_GOAL OF THE EXERCISE_. Pull out every line of the records that contains the word "stadium", matching case exactly.

start EXCERPTED RECORDS

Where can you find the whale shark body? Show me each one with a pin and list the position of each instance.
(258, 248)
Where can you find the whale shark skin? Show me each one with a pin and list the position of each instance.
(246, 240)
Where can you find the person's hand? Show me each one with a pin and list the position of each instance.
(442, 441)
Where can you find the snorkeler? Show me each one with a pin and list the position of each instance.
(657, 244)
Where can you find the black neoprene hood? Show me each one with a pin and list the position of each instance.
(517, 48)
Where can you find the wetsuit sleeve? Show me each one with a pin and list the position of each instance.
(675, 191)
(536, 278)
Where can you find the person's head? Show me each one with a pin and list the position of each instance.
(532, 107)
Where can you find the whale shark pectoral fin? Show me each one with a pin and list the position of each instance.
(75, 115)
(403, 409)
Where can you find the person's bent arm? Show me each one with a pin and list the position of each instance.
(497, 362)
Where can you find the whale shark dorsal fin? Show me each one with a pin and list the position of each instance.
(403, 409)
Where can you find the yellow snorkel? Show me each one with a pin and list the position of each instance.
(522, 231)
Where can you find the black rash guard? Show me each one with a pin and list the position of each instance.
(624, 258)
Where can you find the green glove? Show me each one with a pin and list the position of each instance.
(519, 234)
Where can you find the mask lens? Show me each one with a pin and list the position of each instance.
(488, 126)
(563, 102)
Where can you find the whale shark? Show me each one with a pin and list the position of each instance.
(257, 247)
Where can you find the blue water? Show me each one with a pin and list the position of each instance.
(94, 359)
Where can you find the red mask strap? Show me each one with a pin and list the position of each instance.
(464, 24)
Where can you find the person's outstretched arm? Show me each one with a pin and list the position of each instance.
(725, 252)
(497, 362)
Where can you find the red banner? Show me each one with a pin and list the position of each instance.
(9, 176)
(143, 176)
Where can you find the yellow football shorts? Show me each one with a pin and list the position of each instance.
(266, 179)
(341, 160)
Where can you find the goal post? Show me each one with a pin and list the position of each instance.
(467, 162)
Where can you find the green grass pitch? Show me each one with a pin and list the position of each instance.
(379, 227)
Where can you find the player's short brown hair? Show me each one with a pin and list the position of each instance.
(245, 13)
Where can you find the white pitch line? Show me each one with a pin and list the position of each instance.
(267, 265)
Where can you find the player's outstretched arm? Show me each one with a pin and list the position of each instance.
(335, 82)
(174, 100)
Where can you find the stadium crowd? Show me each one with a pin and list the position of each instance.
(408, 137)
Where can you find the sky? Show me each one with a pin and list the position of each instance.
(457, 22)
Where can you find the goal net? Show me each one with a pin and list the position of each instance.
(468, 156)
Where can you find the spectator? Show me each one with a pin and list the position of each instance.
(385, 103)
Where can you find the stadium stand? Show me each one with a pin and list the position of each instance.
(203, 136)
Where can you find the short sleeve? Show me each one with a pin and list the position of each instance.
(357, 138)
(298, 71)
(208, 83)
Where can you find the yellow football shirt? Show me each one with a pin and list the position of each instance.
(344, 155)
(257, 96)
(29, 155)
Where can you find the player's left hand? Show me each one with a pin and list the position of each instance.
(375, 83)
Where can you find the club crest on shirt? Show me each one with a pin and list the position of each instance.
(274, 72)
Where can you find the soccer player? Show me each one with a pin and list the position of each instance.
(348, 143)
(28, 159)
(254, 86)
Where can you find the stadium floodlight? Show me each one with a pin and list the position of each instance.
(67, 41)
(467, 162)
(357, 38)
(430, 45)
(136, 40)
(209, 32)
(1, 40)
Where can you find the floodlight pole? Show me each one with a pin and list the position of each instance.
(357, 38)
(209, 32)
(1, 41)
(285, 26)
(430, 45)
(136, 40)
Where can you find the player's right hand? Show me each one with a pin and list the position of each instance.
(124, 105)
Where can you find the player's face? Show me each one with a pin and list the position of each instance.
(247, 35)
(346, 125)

end EXCERPTED RECORDS
start EXCERPTED RECORDS

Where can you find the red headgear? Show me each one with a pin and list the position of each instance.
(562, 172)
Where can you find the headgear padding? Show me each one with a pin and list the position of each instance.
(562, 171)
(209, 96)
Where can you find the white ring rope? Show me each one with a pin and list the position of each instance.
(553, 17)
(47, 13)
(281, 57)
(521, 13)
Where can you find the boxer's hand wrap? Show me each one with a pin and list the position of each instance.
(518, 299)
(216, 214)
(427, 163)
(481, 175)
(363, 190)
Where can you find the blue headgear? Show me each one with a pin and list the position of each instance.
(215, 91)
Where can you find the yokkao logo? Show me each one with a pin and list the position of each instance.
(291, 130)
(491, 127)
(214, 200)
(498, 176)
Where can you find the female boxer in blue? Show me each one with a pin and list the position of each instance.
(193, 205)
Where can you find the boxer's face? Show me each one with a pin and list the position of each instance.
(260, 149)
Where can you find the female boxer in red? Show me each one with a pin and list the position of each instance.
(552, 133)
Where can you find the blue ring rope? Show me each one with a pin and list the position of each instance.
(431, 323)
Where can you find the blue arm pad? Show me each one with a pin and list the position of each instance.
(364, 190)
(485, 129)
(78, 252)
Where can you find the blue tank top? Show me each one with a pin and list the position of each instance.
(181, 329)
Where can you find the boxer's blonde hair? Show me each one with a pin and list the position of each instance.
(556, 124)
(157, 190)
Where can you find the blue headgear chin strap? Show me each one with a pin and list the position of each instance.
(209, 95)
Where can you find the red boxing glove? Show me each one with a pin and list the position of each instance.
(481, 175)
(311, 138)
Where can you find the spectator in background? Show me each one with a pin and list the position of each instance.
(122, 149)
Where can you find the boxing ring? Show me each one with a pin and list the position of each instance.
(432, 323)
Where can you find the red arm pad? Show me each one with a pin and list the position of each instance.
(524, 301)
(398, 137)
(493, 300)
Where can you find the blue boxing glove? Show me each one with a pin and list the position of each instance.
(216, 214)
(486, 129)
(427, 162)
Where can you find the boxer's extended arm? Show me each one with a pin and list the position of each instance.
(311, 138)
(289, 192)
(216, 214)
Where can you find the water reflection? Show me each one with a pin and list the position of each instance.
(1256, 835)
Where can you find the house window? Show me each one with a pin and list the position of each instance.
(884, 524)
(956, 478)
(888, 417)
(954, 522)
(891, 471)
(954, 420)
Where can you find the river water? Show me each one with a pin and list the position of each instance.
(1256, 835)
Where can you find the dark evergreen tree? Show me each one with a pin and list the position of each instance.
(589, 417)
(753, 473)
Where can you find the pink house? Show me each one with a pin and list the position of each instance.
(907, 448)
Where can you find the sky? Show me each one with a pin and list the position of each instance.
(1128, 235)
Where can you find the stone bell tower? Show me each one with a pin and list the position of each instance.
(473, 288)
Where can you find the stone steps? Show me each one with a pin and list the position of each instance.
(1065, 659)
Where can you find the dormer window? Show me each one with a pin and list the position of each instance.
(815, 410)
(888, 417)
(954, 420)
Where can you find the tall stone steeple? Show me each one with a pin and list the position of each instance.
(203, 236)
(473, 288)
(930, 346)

end EXCERPTED RECORDS

_WORKED ANSWER_.
Where can you find the stadium crowd? Show me each one with a pin and list the position of each instance.
Where can you find the stadium stand? Show me each one with a pin and list the position of each instance.
Where can you find the stadium floodlight? Show me each one with a pin and list the position of each instance.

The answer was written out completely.